◆ **Source text**
▽

And there was some spirited discussion about Iran’s increasingly aggressive and unopposed behavior in the region — evidence, the critics said, of President Obama’s dream of detente with Iran. Pointing to widespread evidence that Iran has not changed its spots, Doran concluded: “There’s a fantasy in the American national security elite that across the Persian Gulf, there is this ally in waiting. And if we just embrace it properly, everything is going to get better.”
The defenders’ argument, summarized by Gordon at the end, goes like this: “We won’t be able to keep the international sanctions coalition together. Iran will start resuming all of those things it stopped doing with the joint plan of action, stockpiling 20 percent uranium, spinning 10,000, 19,000 centrifuges and more, finishing the heavy water reactor at Arak. And at that point, you . . . [either] you acquiesce and let them finish that heavy water reactor and build more centrifuges, or use military force to stop it, which would have all sorts of other consequences in the region.” In other words, it’s this deal or war.

△

◆ **What you will do**
(1) Answer these questions using the passage on the Iran debate.
(a) Who summarized the defenders' argument at the end?
(b) According to Doran, where does the American national security elite imagine an ally in waiting?
(c) Where is the heavy water reactor that Iran would finish?
(2) Write out the part of the passage on the Iran debate starting with "The defenders’ argument, summarized" and going on through "deal or war.".
(3) Extend the passage on the Iran nuclear debate from where it stops.
The lines of data here come from a separate source, not from the passage on the Iran debate.

◆ **Records taken from a dataset**
▽

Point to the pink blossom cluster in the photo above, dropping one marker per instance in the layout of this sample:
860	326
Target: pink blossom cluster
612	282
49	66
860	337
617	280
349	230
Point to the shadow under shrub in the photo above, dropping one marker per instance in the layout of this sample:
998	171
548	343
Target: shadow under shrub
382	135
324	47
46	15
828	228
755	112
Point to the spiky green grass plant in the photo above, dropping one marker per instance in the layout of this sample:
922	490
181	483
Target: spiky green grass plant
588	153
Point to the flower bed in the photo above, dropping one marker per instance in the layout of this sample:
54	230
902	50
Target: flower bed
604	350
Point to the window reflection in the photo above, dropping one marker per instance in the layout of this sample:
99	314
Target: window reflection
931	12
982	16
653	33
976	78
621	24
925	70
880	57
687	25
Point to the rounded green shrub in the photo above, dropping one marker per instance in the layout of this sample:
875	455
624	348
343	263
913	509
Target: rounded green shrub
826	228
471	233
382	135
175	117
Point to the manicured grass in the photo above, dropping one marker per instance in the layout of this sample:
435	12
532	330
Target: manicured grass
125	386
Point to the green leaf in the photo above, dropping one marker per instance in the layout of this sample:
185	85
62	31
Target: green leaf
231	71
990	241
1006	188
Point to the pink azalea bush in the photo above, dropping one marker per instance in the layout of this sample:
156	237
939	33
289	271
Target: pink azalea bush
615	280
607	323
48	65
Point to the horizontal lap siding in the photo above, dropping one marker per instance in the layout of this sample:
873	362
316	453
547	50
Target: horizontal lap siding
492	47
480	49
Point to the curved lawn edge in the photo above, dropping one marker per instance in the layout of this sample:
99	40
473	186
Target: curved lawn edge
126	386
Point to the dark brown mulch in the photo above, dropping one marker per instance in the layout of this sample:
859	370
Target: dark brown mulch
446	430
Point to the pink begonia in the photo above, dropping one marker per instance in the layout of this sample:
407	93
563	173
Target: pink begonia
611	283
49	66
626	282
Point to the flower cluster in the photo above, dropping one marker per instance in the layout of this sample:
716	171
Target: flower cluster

△

◆ **Answers given**
(1)
(a) Gordon
(b) Across the Persian Gulf
(c) Arak

(2)
The defenders’ argument, summarized by Gordon at the end, goes like this: “We won’t be able to keep the international sanctions coalition together. Iran will start resuming all of those things it stopped doing with the joint plan of action, stockpiling 20 percent uranium, spinning 10,000, 19,000 centrifuges and more, finishing the heavy water reactor at Arak. And at that point, you . . . [either] you acquiesce and let them finish that heavy water reactor and build more centrifuges, or use military force to stop it, which would have all sorts of other consequences in the region.” In other words, it’s this deal or war.

(3)
The debate is instructive in a couple of ways. First, the critics made use of the public’s common-sense understanding that Iran is untrustworthy and trying to snooker us. Doran put it this way:
[S]ay you’re a legitimate businessman, and a Mafioso comes and you’re in a little bit of — you’re in a little bit of trouble financially, and he offers you a loan, and you take it, and you tell yourself that this is a temporary thing and that as the Mafioso becomes your partner, over time, he’s going to moderate, he’s going to understand what it’s like to get honest profits, and he’s going to change, and he’s going to start abiding by the law. This agreement would be fantastic if we were making this agreement with Denmark, but we’re not. We’re making it with Iran. We know Iran well. We’ve known them for 35 years. We know what they’re like. The Iran that we have today is the Iran that we had 10 years ago. It’s the Iran that we had 20 years ago. It’s the Iran that we had 35 years ago. And that’s — that is actually the single most important question that I want to put to you tonight is, why do we think that this regime is going to abide by this agreement? That’s the — that is the single most important — the single most important question, and the administration never, ever — never ever talks about it.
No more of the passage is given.